O lado negro da vida que escolhemos: saúde mental na pandemia
14-02-2022
# tags: Saúde mental , Pandemia , Eventos
Como se escreve um texto a falar sobre o estado mental de um setor da economia tão afetado como o dos eventos, sem cair em lugares comuns?
Não sei. Comecei e recomecei o primeiro parágrafo várias vezes. E, tal como o tema, não há formas perfeitas de lidar com o tema.
Quem trabalha no setor dos eventos tem como propósito criar momentos memoráveis, arrancar o sorriso de clientes e participantes.
Para a maior parte dos profissionais da área, não é o horário 9h00/18h00 que lhes estabelece limites, mas o contacto próximo com parceiros, os imprevistos, os ensaios e montagens. A adrenalina a correr por si.
É uma área invisível para fora. Não estamos habituados a ser o centro das atenções, e diz-se que um bom organizador é um ninja, quanto mais discreto melhor. Que um bom parceiro e fornecedor é discreto, cumpridor e preocupado. É assim que somos.
Mas somos (também) humanos. Muitos de nós escolheram uma forma de vida feita de intensidade, de momentos críticos, de listas e contactos, de luzes e sombras. Muitos de nós viram-se fechados em casa, ou pior sem casa e sem meios de subsistência.
Para quem dirige as empresas: semanas e meses de auto-motivação sem horizonte, ao mesmo tempo que animam os outros para não desistirem.
O que foi paixão, tornou-se um pesar. Das centenas de mensagens, sobraram durante muito tempo dezenas, ou mesmo o silêncio das notificações.
Para quem colabora, ficou sem rede de apoio. A incerteza dos próximos meses. O valor que se coloca em causa, o tempo que custa a passar.
Como se vive com isto?
Isto pode ter vários nomes: ansiedade, desânimo e mesmo depressão. Este não é um texto de um profissional de saúde, antes um texto de alguém que dentro do setor vê com apreensão os emails de despedida, o silêncio ensurdecedor de agências e fornecedores.

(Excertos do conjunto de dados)
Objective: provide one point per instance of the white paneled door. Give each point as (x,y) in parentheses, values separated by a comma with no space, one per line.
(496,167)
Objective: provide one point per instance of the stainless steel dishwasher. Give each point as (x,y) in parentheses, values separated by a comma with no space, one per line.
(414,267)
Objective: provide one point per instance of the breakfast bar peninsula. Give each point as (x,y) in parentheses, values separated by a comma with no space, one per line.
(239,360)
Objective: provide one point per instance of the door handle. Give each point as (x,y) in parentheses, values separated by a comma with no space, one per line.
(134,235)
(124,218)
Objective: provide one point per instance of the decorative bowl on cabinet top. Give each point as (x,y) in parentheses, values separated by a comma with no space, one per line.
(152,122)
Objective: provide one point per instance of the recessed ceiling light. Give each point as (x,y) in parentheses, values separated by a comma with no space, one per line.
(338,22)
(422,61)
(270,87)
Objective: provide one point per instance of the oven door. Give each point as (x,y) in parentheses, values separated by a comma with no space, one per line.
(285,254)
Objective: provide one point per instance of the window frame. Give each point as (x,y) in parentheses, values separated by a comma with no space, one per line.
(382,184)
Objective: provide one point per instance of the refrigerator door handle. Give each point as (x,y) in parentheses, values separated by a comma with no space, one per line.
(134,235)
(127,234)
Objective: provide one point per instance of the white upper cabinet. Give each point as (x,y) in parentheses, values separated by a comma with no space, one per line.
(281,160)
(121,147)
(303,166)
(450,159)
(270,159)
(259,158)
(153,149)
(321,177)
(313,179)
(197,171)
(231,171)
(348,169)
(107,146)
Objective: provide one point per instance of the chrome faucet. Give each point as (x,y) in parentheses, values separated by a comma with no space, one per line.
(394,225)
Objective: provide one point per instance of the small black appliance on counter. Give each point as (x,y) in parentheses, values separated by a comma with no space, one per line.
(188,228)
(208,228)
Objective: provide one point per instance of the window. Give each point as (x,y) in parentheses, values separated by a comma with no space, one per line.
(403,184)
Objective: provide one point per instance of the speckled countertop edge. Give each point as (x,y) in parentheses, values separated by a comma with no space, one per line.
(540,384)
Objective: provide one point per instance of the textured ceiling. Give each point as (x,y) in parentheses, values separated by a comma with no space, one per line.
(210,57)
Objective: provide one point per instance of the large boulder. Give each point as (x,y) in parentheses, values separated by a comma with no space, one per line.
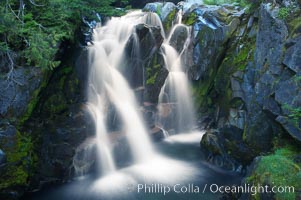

> Atividade 1
No texto sobre saúde mental na pandemia, indique todos os nomes que, segundo o autor, "isto" pode ter.
> Atividade 2
Escreva a continuação do texto sobre saúde mental na pandemia, começando depois da última frase apresentada.

> Resultado 1
Ansiedade, desânimo e depressão.

> Resultado 2
Há dois anos sensivelmente “íamos todos ficar bem”. E ficamos, e aguentamos muito. Assistimos a fechos, falsas partidas, a discursos que nunca nos foram dirigidos.
Foi exigida atenção e respeito, raramente correspondido em termos práticos. Muitos de nós sentiram-se “filhos de um Deus menor”.
Vive-se com seriedade, com frontalidade e honestidade de encarar um problema de motivação, de ânimo. Em pensamentos apenas, os clientes não foram porto de abrigo, parcerias que se diziam entre brindes e copos, escoaram quando o tempo passou.
Entre nós, falamos pouco, os olhares esforçam-se para não estar cabisbaixos mas temos esse direito.
E o que somos?
Somos pessoas que dão, que querem ajudar os outros a brilhar. Que querem voltar a correr de um lado para o outro. Que querem ouvir os copos a tilintar. Que querem cair de cansaço, um cansaço bom, difícil de explicar.
Pedimos apenas para trabalhar, para voltar a criar memórias na mente dos participantes. Queremos voltar a na loucura do dia-a-dia ter a energia inesgotável que nos caracteriza. Queremos mostrar o nosso valor.
Vale a pena ler este texto? Não sei, mas senti que valeria a pena escrevê-lo se ajudar a alguém a olhar para si, com o valor que tem e que este setor acrescenta.